**Source excerpt**
________________________

# Theraband Black - 12mm Lead



## valkerie (Mar 5, 2012)

Hi guys. I just picked up some theraband black and want to make some FAST bands! I understand it doesn't last so long but i'm hunting with it and want the most zip for my buck!
Can anybody recommend the best/most efficent bands sizes and tapers for 12mm lead. I'm drawing to my ear which is 28 inches.
Many thanks fellas.


----------



## Hrawk (Oct 25, 2010)

I'm thinking around 30 to 20mm, triple layer cut approx 140mm long. Add a bit extra to length for tying.


----------



## bullseyeben! (Apr 24, 2011)

Thinner cuts ie blue, black downwards are very fast, BUT lag torque or pulling power.. so longer cuts are needed to excellerate heavier amo, that and obviously layers.. straight cuts tied well shouldn't last too much less than gold, slightly but not heaps.. I would suggest if serious about hunting with this ammo and band a behind the ear draw at least with aprox 35mm fork end to 20mmw pouch taper by 2 layers at a tied length of 9inch give or take considering your wingspan..


----------



## bullseyeben! (Apr 24, 2011)

Ok just noticed your short draw..so you could widen the fork end cut, and fold-tie,but id extend me draw







all the best..


----------



## valkerie (Mar 5, 2012)

Cheers guys.
I cut some earlier just to try out the black band. I just guessed at 28 - 14mm taper and triple bands, length was 20cm. Shot a few 12mm lead through the chrony and got 189fps. I can't remember the weight now but worked it out to around 14ft/lbs.
What are the pros/cons with wider eg 35 - 20 mm double bands compared to the 28 - 14mm triples I used?


----------



## akmslingshots (Mar 2, 2012)

i know the wider it is at the pouch end the longer it will last, learned that from the butterfly bands to 'Torsten specs. Ive got some latex bands coming next week all being well, we'll have to have a mess around with those


----------



## akmslingshots (Mar 2, 2012)

I'l cut some and we can have a look what there like over the weekend


----------



## mr.joel (Dec 21, 2009)

I'm curious as to how this performs, I relegate my use of it up to 9mm lead.

________________________

**Provided entries**
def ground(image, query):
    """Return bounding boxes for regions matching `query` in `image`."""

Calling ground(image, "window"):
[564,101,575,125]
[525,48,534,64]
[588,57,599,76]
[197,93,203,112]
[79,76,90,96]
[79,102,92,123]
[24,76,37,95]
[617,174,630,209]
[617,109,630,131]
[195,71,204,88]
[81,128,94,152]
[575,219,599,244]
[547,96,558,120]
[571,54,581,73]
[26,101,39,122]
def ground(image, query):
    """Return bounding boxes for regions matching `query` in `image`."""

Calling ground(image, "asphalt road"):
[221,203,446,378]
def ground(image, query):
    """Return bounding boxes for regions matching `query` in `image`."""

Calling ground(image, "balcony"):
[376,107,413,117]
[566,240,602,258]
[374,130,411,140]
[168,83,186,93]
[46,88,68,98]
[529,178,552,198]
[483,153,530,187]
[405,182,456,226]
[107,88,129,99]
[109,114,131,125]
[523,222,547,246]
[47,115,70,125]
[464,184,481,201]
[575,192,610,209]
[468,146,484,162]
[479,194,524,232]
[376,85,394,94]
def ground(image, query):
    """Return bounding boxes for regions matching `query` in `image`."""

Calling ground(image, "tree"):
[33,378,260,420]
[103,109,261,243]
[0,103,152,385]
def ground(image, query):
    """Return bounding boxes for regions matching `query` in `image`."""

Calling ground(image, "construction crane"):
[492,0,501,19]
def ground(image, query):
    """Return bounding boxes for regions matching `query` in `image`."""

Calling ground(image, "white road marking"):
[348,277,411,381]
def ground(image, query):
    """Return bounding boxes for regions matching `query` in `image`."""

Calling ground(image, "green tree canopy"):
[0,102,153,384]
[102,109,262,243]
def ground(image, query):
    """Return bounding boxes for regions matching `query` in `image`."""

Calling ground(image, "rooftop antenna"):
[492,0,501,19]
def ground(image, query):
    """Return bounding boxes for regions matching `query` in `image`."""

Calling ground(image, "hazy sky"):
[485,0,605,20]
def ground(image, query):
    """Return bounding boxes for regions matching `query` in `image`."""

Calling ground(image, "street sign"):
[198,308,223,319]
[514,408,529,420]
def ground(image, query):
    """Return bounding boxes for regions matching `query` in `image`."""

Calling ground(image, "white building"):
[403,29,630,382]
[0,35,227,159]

________________________

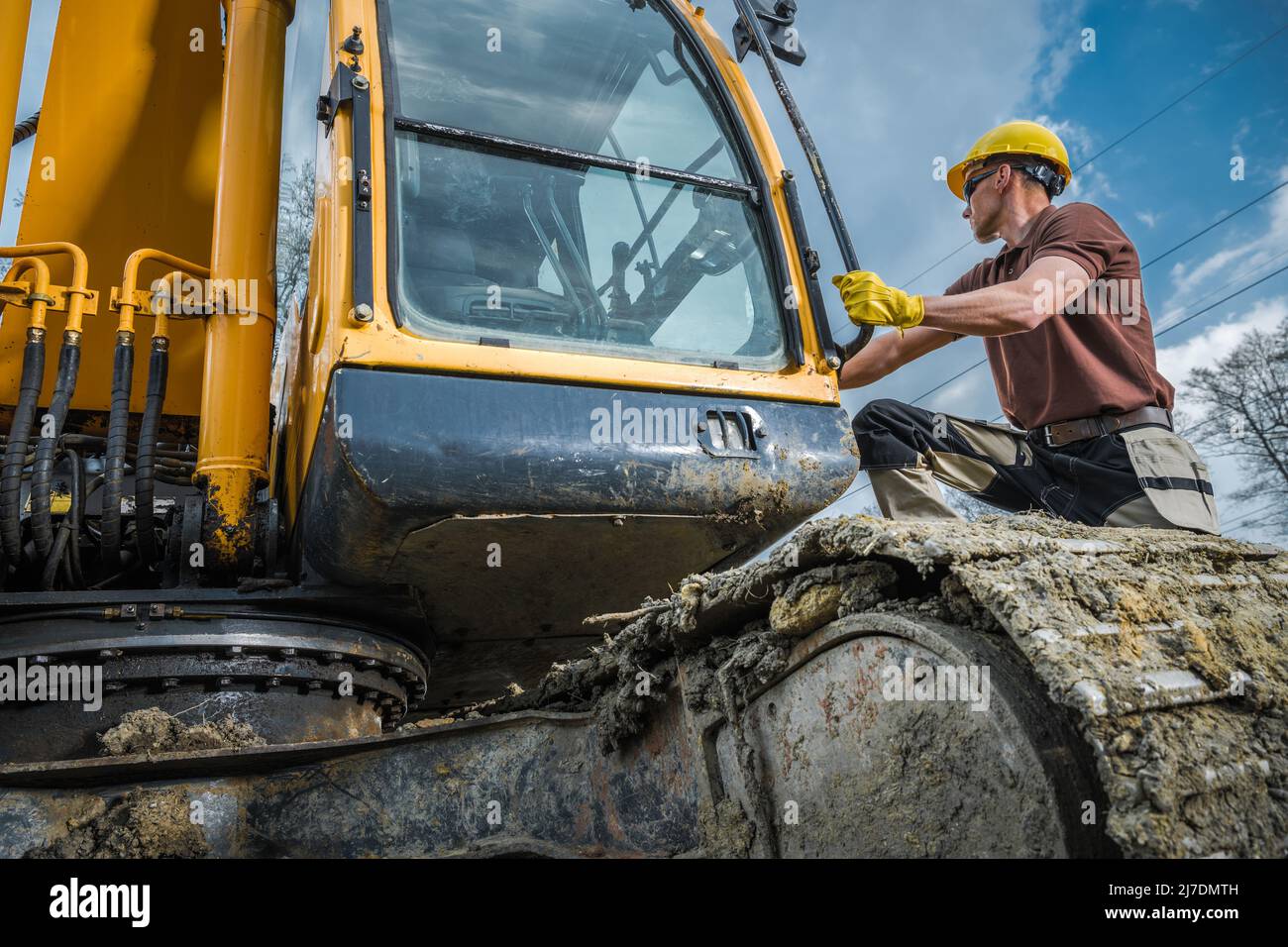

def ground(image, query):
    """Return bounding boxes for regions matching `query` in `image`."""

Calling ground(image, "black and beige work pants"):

________________________

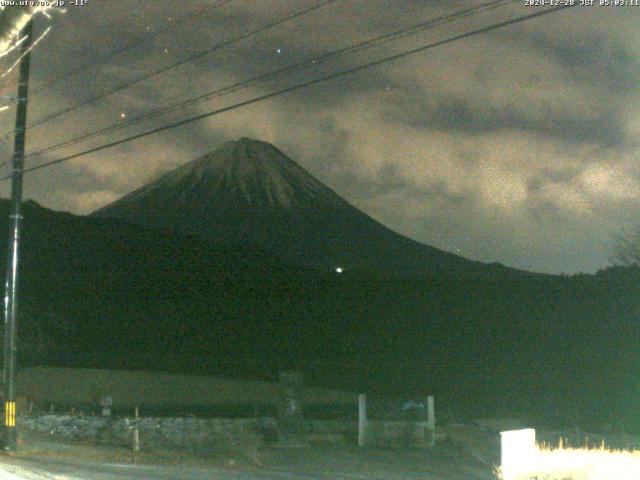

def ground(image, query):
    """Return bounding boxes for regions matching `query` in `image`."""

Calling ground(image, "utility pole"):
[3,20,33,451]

________________________

**Set tasks**
1: Find every line in the rows that contains the word "white", and copy each of those lines out.
2: Continue the forum thread on Theraband Black bands for 12mm lead, picking up after its final post.

**Response list**
1:
Calling ground(image, "white road marking"):
Calling ground(image, "white building"):

2:
----------



## Hrawk (Oct 25, 2010)

Valerie, seeing as you have access to a chrony and there are not that many people who use Thera Black for hunting, you are in a great position to provide some great feedback and data to the community.

Start experimenting with different sized cuts, single, double, triple layers ect and post your results and speeds. I know a lot of people would find this very helpful.


----------



## akmslingshots (Mar 2, 2012)

Hrawk said:


> Valerie, seeing as you have access to a chrony and there are not that many people who use Thera Black for hunting, you are in a great position to provide some great feedback and data to the community.
> 
> Start experimenting with different sized cuts, single, double, triple layers ect and post your results and speeds. I know a lot of people would find this very helpful.


It is something that's on the cards, I have different tapers and sizes cut, with the intention of going to Valkerie's workshop to do just that. Its just 120 mile distance away


----------



## pgandy (Aug 15, 2011)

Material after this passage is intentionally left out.